═════ Excerpted passage
# smoking chicken



## Big Guns 1971 (Nov 7, 2013)

Can any one give me ideas for marinades to inject and seasonings to make GREAT chicken on the smoker.


----------



## Gfish (Aug 31, 2009)

I use a dry rub mix then let the slow mesquite smoke do the rest.


----------



## Avant Jour (May 22, 2014)

*Smoked Chicken...*

I just finished Smoking a Beer Up The Butt Chicken & a pk of Zumo's Party Sausage.

I used a Hickory BBQ Rub from Butcher & Packer & a Shiner Bock Locked 'n Loaded.

Smoked on Mesquite...


----------



## spuds (Jan 2, 2005)

From my experience, smoking a whole chicken makes the skin tougher than cooking at a higher temperature, which makes for a more crispier skin. 

And I've never noticed that beer up the butt chicken makes it any juicier or better than not. Just an excuse for the preverts out there to slam a can home........ 
:sarcasm1

I cut the backbone and neck out of a whole chicken and break it open to lie flat on the grill. Dry rub and/or inject and crank up the temp on my Traeger to about 350Â°. 

Crispy, juicy and smokey.


----------



## the hook (Aug 8, 2011)

spuds said:


> From my experience, smoking a whole chicken makes the skin tougher than cooking at a higher temperature, which makes for a more crispier skin.
> 
> And I've never noticed that beer up the butt chicken makes it any juicier or better than not. Just an excuse for the preverts out there to slam a can home........
> :sarcasm1
> ...


This....Beercan is a plot from the drinkers/beer distributors...Chicken cooks from the outside in, not inside out...By the time the chicken inside reaches temp, 165ish, the can is not even hot to steam, 212...waste imo, plus you have the inside ribcage that prohibits flavor from passing anyway...

Cut that baby up,add rub or shoot it with some juices and smoke a few hours at 300 or so...
══════════
═════ Data records
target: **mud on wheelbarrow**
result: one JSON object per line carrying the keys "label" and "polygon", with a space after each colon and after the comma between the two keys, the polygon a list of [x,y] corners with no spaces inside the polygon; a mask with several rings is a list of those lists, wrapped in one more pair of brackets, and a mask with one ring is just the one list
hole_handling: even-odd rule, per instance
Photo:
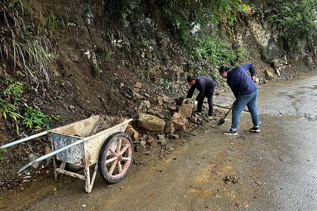
{"label": "mud on wheelbarrow", "polygon": [[[90,193],[97,170],[101,177],[110,183],[121,180],[128,173],[134,150],[131,137],[124,131],[132,120],[106,115],[92,116],[7,144],[1,146],[0,149],[49,134],[53,151],[27,163],[18,173],[53,156],[57,182],[61,180],[63,174],[83,179],[86,192]],[[67,171],[66,163],[82,167],[84,174]],[[95,163],[90,179],[89,167]]]}

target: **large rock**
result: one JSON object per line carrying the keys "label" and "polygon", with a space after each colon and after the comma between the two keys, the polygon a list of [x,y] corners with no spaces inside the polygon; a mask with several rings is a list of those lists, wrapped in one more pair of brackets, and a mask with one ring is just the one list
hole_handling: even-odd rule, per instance
{"label": "large rock", "polygon": [[170,122],[166,123],[165,128],[164,128],[164,132],[165,133],[173,133],[175,131],[175,128],[174,127],[174,124]]}
{"label": "large rock", "polygon": [[192,112],[193,111],[192,104],[182,104],[178,110],[178,113],[184,116],[190,118],[192,116]]}
{"label": "large rock", "polygon": [[149,131],[163,131],[165,127],[165,122],[152,115],[140,113],[138,125]]}
{"label": "large rock", "polygon": [[139,133],[133,128],[130,127],[130,128],[127,128],[125,130],[125,132],[128,135],[129,135],[130,137],[131,137],[132,140],[138,140],[138,137],[139,137]]}
{"label": "large rock", "polygon": [[174,124],[174,127],[178,130],[183,128],[186,124],[186,118],[179,113],[174,113],[171,118],[171,122]]}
══════════
*List of tasks*.
A – Retype the smoking chicken thread starting with "## spuds (Jan" and going on through "to about 350Â°.".
B – For each statement about the smoking chicken thread, answer yes or no and quote the words that decide it: (i) Gfish uses a dry rub and leaves the rest to mesquite smoke; (ii) spuds finds that smoking a whole chicken gives crispier skin than cooking at a higher temperature; (iii) the hook suggests smoking the chicken a few hours at around 300.

*Expected results*.
A –
## spuds (Jan 2, 2005)

From my experience, smoking a whole chicken makes the skin tougher than cooking at a higher temperature, which makes for a more crispier skin. 

And I've never noticed that beer up the butt chicken makes it any juicier or better than not. Just an excuse for the preverts out there to slam a can home........ 
:sarcasm1

I cut the backbone and neck out of a whole chicken and break it open to lie flat on the grill. Dry rub and/or inject and crank up the temp on my Traeger to about 350Â°.

B –
(i) Yes: "I use a dry rub mix then let the slow mesquite smoke do the rest."
(ii) No: "smoking a whole chicken makes the skin tougher than cooking at a higher temperature, which makes for a more crispier skin."
(iii) Yes: "smoke a few hours at 300 or so..."